#### DIRECTION
Quote every line below exactly as it reads.

****************

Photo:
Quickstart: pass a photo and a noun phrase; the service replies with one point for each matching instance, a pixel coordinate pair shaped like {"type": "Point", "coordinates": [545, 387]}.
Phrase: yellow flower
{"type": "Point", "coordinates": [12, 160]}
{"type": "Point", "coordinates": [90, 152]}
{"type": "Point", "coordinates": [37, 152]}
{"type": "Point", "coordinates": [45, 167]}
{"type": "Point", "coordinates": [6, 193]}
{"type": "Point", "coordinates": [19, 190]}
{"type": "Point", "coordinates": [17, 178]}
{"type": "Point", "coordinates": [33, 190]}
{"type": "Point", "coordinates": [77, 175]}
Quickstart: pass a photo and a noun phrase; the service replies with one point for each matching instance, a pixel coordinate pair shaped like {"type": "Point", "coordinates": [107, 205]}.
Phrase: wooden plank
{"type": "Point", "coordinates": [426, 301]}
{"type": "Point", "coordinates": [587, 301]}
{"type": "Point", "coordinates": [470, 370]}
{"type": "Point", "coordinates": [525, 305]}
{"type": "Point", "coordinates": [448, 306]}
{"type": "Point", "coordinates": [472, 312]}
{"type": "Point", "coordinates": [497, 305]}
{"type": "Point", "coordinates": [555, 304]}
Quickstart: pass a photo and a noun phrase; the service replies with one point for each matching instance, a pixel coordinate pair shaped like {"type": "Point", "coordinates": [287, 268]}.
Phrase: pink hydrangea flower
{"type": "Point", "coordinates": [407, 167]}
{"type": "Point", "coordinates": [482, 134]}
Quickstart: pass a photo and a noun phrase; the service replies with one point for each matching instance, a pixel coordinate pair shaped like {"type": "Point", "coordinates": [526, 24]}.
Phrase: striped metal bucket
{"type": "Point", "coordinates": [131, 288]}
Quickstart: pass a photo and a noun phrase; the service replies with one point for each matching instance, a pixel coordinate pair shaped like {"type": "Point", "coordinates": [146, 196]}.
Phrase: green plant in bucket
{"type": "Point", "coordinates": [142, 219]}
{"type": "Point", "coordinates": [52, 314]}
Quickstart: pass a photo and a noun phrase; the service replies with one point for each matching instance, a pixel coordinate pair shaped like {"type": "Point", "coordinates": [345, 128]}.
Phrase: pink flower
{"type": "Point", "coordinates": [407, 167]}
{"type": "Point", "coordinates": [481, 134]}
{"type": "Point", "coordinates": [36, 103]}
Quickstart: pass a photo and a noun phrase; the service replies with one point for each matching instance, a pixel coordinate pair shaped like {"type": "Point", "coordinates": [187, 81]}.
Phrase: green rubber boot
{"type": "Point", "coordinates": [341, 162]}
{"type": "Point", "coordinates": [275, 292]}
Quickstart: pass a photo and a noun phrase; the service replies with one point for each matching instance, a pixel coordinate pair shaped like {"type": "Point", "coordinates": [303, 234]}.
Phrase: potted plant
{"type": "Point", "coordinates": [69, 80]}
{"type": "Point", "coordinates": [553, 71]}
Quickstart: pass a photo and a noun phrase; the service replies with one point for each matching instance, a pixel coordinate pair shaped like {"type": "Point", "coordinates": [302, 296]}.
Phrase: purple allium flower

****************

#### REPLY TO THE TASK
Photo:
Quickstart: pass a photo and a noun phrase; the service replies with one point for each matching instance, a pixel coordinate pair shaped like {"type": "Point", "coordinates": [545, 387]}.
Phrase: yellow flower
{"type": "Point", "coordinates": [12, 160]}
{"type": "Point", "coordinates": [90, 152]}
{"type": "Point", "coordinates": [37, 152]}
{"type": "Point", "coordinates": [45, 167]}
{"type": "Point", "coordinates": [6, 193]}
{"type": "Point", "coordinates": [19, 190]}
{"type": "Point", "coordinates": [17, 178]}
{"type": "Point", "coordinates": [33, 190]}
{"type": "Point", "coordinates": [77, 175]}
Quickstart: pass a photo and a noun phrase; the service replies with one point for each matching instance, a pixel coordinate pair shaped like {"type": "Point", "coordinates": [107, 205]}.
Phrase: wooden plank
{"type": "Point", "coordinates": [426, 301]}
{"type": "Point", "coordinates": [587, 301]}
{"type": "Point", "coordinates": [470, 370]}
{"type": "Point", "coordinates": [525, 305]}
{"type": "Point", "coordinates": [448, 306]}
{"type": "Point", "coordinates": [472, 312]}
{"type": "Point", "coordinates": [497, 305]}
{"type": "Point", "coordinates": [555, 304]}
Quickstart: pass a photo and a noun phrase; the service replies with one point for each matching instance, a pixel coordinate pair shaped like {"type": "Point", "coordinates": [287, 268]}.
Phrase: pink hydrangea flower
{"type": "Point", "coordinates": [407, 167]}
{"type": "Point", "coordinates": [482, 134]}
Quickstart: pass a photo and a noun phrase; the service replies with one point for each matching instance, a pixel coordinate pair shaped like {"type": "Point", "coordinates": [526, 24]}.
Phrase: striped metal bucket
{"type": "Point", "coordinates": [131, 288]}
Quickstart: pass a photo and a noun phrase; the service replies with one point for each matching instance, a pixel coordinate pair shaped like {"type": "Point", "coordinates": [146, 196]}.
Phrase: green plant in bucket
{"type": "Point", "coordinates": [142, 219]}
{"type": "Point", "coordinates": [52, 314]}
Quickstart: pass a photo and a noun phrase; the service replies with one point for each matching instance, a pixel coordinate pair shaped like {"type": "Point", "coordinates": [345, 128]}.
Phrase: pink flower
{"type": "Point", "coordinates": [407, 167]}
{"type": "Point", "coordinates": [481, 134]}
{"type": "Point", "coordinates": [36, 103]}
Quickstart: pass a photo and a noun phrase; the service replies with one point for each matching instance, a pixel coordinate pair shaped like {"type": "Point", "coordinates": [187, 81]}.
Phrase: green rubber boot
{"type": "Point", "coordinates": [341, 162]}
{"type": "Point", "coordinates": [275, 292]}
Quickstart: pass a photo and a noun phrase; the service replies with one point for each matching instance, a pixel coordinate pair shaped like {"type": "Point", "coordinates": [303, 234]}.
Phrase: potted plant
{"type": "Point", "coordinates": [69, 80]}
{"type": "Point", "coordinates": [553, 71]}
Quickstart: pass a photo and a noun phrase; the service replies with one point for each matching instance, a pixel coordinate pair shaped like {"type": "Point", "coordinates": [302, 296]}.
Phrase: purple allium flower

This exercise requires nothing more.